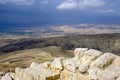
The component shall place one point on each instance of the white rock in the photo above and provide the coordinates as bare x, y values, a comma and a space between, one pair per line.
57, 64
114, 70
93, 74
2, 73
83, 67
70, 65
118, 78
104, 60
79, 52
33, 65
104, 75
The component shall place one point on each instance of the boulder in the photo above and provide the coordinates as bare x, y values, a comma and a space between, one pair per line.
70, 65
104, 75
83, 67
118, 78
93, 74
89, 56
79, 52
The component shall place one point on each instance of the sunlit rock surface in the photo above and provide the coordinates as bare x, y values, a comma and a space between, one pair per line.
88, 64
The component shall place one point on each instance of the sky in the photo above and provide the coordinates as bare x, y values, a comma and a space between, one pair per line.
58, 12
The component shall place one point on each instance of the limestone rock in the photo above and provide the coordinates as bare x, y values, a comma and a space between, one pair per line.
6, 78
104, 75
86, 65
83, 67
79, 52
87, 59
57, 64
70, 65
104, 60
93, 74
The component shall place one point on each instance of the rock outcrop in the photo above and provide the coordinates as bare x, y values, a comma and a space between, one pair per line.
88, 64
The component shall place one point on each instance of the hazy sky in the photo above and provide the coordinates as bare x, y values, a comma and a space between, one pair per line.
52, 12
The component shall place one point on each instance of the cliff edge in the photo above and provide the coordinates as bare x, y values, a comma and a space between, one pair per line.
87, 64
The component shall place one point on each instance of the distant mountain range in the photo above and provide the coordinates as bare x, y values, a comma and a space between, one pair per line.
52, 31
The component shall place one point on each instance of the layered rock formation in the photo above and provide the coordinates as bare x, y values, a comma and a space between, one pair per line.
88, 64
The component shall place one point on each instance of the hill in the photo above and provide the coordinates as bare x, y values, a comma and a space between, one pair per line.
23, 58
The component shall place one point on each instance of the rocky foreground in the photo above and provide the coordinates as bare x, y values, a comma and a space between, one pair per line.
86, 65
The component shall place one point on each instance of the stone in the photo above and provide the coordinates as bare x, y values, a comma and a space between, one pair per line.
83, 67
70, 65
86, 65
11, 74
47, 64
2, 73
104, 75
118, 78
93, 74
87, 59
57, 64
79, 52
114, 70
6, 78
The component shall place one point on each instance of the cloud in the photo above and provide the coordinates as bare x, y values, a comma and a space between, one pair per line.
69, 4
83, 4
107, 11
17, 2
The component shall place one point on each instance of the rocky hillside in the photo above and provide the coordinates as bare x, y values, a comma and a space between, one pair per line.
102, 42
88, 64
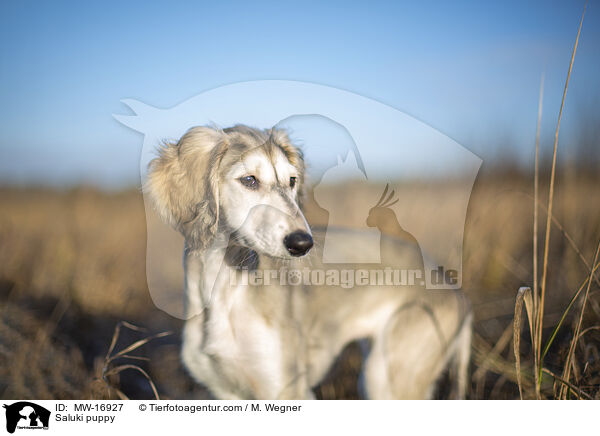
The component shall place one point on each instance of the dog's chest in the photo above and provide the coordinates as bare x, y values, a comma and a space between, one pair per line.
246, 343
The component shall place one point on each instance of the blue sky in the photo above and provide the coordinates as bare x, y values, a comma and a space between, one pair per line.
469, 69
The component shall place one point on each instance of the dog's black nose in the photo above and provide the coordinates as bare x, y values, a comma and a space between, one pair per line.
298, 243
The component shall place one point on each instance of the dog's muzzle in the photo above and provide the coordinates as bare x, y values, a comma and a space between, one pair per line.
298, 243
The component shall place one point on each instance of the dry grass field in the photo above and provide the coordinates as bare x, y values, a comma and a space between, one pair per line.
72, 269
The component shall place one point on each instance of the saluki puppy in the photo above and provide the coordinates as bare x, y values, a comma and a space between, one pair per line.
235, 195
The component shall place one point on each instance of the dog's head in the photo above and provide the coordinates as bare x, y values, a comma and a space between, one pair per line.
241, 181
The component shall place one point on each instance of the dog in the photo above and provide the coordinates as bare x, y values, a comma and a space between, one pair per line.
236, 195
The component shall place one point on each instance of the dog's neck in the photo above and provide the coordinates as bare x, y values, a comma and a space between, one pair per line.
208, 270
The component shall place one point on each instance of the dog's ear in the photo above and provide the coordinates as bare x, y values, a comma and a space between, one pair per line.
183, 183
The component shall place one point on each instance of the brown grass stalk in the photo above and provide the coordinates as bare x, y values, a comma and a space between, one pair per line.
540, 309
567, 369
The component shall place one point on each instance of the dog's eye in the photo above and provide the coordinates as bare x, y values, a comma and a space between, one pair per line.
249, 182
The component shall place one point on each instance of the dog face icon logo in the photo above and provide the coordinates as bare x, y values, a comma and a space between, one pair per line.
26, 415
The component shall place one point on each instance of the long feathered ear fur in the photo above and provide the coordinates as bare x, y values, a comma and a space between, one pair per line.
183, 183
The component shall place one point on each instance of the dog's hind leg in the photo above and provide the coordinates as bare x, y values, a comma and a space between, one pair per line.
407, 356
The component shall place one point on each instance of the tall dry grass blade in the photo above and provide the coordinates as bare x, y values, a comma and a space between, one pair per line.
571, 242
566, 311
567, 369
524, 295
116, 334
137, 345
536, 195
577, 392
540, 311
120, 368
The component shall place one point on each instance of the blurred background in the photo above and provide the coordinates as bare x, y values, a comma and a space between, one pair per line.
72, 221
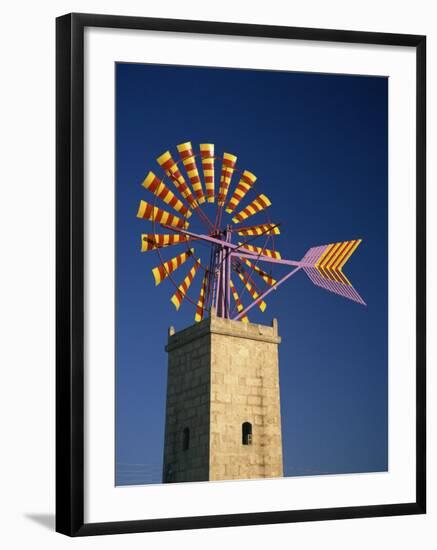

######

(What the exercise asks):
Copy out, in full, every line from the entries above that contains the word "rocky".

(Task output):
The component shall place one point on each instance of the rocky foreground in the photo above and provide the coordinates as bare x, y values, a comma and a space between, one pair per line.
The component shall place one point on each instance of the rocky hillside in the photo above and provide the coordinates as bare x, y values, a comma and a space between, one pair per line.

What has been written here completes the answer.